Saved entries:
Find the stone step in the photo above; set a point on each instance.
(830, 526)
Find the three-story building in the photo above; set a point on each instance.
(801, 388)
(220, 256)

_Work task:_
Please output all the lines above exactly as given.

_Task response:_
Find the stone step in the photo above; set a point on each instance.
(830, 526)
Find the three-story building in the photo above; set a point on each instance.
(801, 388)
(220, 256)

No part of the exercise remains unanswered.